YOUR GOAL –
Your reply should consist of the entries, copied exactly and stripped of images.

RECORD EXTRACTS –
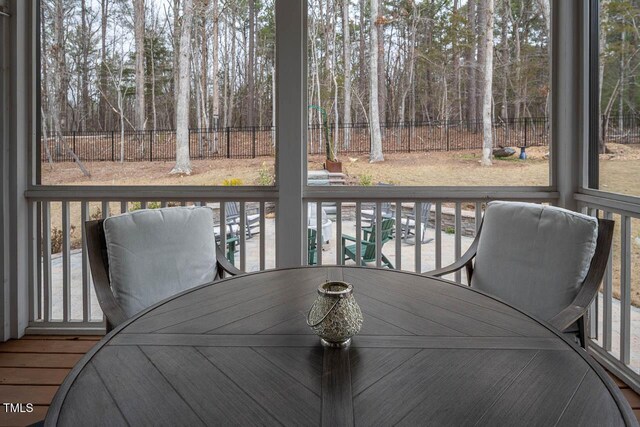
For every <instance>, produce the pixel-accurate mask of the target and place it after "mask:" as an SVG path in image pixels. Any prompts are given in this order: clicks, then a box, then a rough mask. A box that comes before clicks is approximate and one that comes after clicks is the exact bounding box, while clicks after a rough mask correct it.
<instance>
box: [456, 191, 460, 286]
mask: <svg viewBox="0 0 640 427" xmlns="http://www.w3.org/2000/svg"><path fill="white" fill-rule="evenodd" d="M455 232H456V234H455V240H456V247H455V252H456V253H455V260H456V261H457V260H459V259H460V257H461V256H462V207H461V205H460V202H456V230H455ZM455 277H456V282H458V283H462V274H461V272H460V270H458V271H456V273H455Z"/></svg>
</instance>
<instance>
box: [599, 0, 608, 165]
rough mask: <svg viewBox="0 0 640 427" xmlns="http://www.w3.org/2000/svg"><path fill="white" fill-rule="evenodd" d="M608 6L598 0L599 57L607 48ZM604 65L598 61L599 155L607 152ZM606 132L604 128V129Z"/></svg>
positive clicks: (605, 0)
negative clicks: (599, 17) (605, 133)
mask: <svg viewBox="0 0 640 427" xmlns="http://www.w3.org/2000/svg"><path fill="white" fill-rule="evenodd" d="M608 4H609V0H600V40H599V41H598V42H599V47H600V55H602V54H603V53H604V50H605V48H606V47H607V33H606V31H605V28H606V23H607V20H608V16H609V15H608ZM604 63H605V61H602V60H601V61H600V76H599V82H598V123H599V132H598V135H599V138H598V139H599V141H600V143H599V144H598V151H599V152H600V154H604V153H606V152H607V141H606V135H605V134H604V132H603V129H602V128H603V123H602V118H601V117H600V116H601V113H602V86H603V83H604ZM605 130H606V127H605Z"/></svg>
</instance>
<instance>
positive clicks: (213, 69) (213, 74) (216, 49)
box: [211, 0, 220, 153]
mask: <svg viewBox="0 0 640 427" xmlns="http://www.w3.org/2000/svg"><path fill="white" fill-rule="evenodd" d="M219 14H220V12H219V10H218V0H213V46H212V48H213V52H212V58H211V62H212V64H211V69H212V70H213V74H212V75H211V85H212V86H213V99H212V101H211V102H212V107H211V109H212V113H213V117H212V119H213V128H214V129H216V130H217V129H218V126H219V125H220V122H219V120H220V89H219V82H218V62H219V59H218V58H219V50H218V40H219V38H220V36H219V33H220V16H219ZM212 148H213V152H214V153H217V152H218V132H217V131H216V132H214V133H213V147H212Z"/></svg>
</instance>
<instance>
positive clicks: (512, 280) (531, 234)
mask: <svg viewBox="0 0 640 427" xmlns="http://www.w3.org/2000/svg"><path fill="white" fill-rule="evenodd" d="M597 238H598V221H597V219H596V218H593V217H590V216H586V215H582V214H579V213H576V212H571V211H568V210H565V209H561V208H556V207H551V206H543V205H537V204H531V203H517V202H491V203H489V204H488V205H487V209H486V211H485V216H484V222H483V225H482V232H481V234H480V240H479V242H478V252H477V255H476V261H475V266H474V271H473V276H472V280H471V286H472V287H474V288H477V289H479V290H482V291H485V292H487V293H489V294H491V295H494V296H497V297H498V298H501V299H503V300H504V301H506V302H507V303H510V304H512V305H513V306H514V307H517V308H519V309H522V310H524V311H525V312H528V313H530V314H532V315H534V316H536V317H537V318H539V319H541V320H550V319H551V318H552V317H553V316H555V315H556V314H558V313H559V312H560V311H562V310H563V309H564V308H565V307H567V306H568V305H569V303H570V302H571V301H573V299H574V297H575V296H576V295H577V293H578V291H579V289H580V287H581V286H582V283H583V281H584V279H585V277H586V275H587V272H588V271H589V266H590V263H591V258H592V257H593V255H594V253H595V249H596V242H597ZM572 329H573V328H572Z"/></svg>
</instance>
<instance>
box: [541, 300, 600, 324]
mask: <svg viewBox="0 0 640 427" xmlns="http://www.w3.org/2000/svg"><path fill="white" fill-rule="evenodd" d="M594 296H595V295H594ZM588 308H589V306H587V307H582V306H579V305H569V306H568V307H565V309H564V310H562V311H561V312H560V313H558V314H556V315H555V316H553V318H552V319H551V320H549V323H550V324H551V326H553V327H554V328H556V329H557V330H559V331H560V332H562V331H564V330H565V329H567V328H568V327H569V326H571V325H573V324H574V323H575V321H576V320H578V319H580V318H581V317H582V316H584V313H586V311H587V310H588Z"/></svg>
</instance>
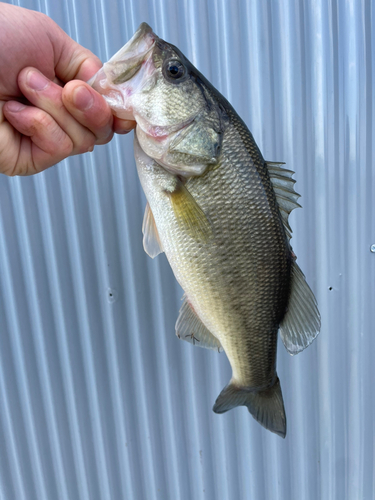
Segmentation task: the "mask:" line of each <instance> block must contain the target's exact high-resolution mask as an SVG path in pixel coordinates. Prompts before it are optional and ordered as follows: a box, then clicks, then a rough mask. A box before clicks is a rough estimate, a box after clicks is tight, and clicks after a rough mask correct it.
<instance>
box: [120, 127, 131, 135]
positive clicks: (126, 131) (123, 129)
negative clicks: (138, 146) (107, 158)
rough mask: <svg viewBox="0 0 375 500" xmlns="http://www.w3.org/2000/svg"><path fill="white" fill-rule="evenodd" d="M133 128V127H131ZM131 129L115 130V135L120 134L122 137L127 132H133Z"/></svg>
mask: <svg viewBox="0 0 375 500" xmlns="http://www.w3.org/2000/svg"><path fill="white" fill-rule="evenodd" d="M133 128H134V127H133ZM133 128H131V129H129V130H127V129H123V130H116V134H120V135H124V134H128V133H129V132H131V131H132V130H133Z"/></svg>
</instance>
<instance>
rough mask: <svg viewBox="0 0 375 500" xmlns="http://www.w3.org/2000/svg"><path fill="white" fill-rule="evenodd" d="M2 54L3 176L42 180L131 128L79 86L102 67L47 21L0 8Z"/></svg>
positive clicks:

REPLY TO THE TASK –
For every <instance>, produce the pixel-accurate mask of the target and place it after "mask:" as an SVG path in image pixels. Any prompts are given in this order: clicks, then a box, then a rough mask. A box that comes before clicks is approximate and one that comes after clicks is the exact bounding box, while clicks after a rough mask correct it.
<instance>
box: [456, 191, 460, 286]
mask: <svg viewBox="0 0 640 427" xmlns="http://www.w3.org/2000/svg"><path fill="white" fill-rule="evenodd" d="M455 232H456V234H455V240H456V247H455V252H456V253H455V260H456V261H457V260H459V259H460V257H461V256H462V207H461V205H460V202H456V230H455ZM455 277H456V282H458V283H462V274H461V272H460V270H458V271H456V273H455Z"/></svg>
</instance>
<instance>
box: [599, 0, 608, 165]
rough mask: <svg viewBox="0 0 640 427" xmlns="http://www.w3.org/2000/svg"><path fill="white" fill-rule="evenodd" d="M608 6L598 0L599 57L607 48ZM604 65L598 61L599 155L607 152ZM606 132L604 128V129Z"/></svg>
positive clicks: (605, 0)
negative clicks: (599, 17) (605, 133)
mask: <svg viewBox="0 0 640 427" xmlns="http://www.w3.org/2000/svg"><path fill="white" fill-rule="evenodd" d="M608 4H609V0H600V40H599V41H598V42H599V47H600V55H602V54H603V53H604V50H605V48H606V47H607V33H606V31H605V28H606V23H607V20H608V16H609V15H608ZM604 63H605V61H602V60H601V61H600V76H599V82H598V123H599V132H598V135H599V138H598V139H599V141H600V143H599V144H598V151H599V152H600V154H604V153H606V152H607V141H606V135H605V134H604V132H603V129H602V128H603V123H602V118H601V117H600V116H601V113H602V86H603V83H604ZM605 130H606V127H605Z"/></svg>
</instance>
<instance>
positive clicks: (213, 69) (213, 74) (216, 49)
box: [211, 0, 220, 153]
mask: <svg viewBox="0 0 640 427" xmlns="http://www.w3.org/2000/svg"><path fill="white" fill-rule="evenodd" d="M219 14H220V12H219V10H218V0H213V46H212V48H213V52H212V58H211V62H212V64H211V69H212V70H213V74H212V75H211V85H212V86H213V99H212V101H211V102H212V107H211V109H212V113H213V117H212V119H213V128H214V129H216V130H217V129H218V126H219V125H220V122H219V120H220V89H219V82H218V62H219V59H218V58H219V50H218V40H219V38H220V36H219V33H220V16H219ZM212 148H213V152H214V153H217V152H218V132H217V131H216V132H214V133H213V147H212Z"/></svg>
</instance>
<instance>
positive clicks: (512, 280) (531, 234)
mask: <svg viewBox="0 0 640 427" xmlns="http://www.w3.org/2000/svg"><path fill="white" fill-rule="evenodd" d="M597 238H598V221H597V219H596V218H593V217H590V216H586V215H582V214H579V213H576V212H571V211H568V210H565V209H561V208H556V207H551V206H543V205H537V204H531V203H517V202H491V203H489V204H488V205H487V209H486V211H485V216H484V222H483V225H482V232H481V234H480V240H479V242H478V252H477V255H476V261H475V266H474V271H473V276H472V280H471V286H472V287H474V288H477V289H479V290H482V291H485V292H487V293H489V294H491V295H494V296H497V297H498V298H501V299H503V300H504V301H506V302H507V303H510V304H512V305H513V306H514V307H517V308H519V309H522V310H524V311H525V312H528V313H530V314H532V315H534V316H536V317H537V318H539V319H541V320H550V319H551V318H552V317H553V316H555V315H556V314H558V313H559V312H560V311H562V310H563V309H564V308H565V307H567V306H568V305H569V303H570V302H571V301H573V299H574V297H575V296H576V295H577V293H578V291H579V289H580V287H581V286H582V283H583V281H584V279H585V277H586V275H587V272H588V271H589V266H590V263H591V258H592V257H593V255H594V253H595V249H596V242H597ZM572 329H573V328H572Z"/></svg>
</instance>
<instance>
box: [541, 300, 600, 324]
mask: <svg viewBox="0 0 640 427" xmlns="http://www.w3.org/2000/svg"><path fill="white" fill-rule="evenodd" d="M594 296H595V295H594ZM588 308H589V306H587V307H582V306H579V305H569V306H568V307H565V309H564V310H562V311H561V312H560V313H558V314H556V315H555V316H553V318H552V319H551V320H549V323H550V324H551V326H553V327H554V328H556V329H557V330H559V331H560V332H562V331H564V330H565V329H567V328H568V327H569V326H571V325H573V324H574V323H575V321H576V320H578V319H580V318H581V317H582V316H584V313H586V311H587V310H588Z"/></svg>
</instance>
Segmentation task: the "mask:" line of each <instance> block must contain the target's exact high-resolution mask as an SVG path in pixel coordinates. Prompts before it are optional and ordered as follows: a box, then clicks, then a rough mask. A box before clicks is a rough estimate, a box after clicks is tight, and clicks after a rough mask correct it.
<instance>
box: [120, 127, 131, 135]
positive clicks: (126, 131) (123, 129)
negative clicks: (138, 146) (107, 158)
rough mask: <svg viewBox="0 0 375 500" xmlns="http://www.w3.org/2000/svg"><path fill="white" fill-rule="evenodd" d="M133 128V127H131ZM131 129L115 130V135L120 134L122 137L127 132H133Z"/></svg>
mask: <svg viewBox="0 0 375 500" xmlns="http://www.w3.org/2000/svg"><path fill="white" fill-rule="evenodd" d="M133 128H134V127H133ZM133 128H131V129H129V130H127V129H123V130H116V134H120V135H124V134H128V133H129V132H131V131H132V130H133Z"/></svg>
</instance>
<instance>
rough mask: <svg viewBox="0 0 375 500" xmlns="http://www.w3.org/2000/svg"><path fill="white" fill-rule="evenodd" d="M2 54L3 176L42 180L131 128L79 86L102 67L47 21L0 8Z"/></svg>
positive clicks:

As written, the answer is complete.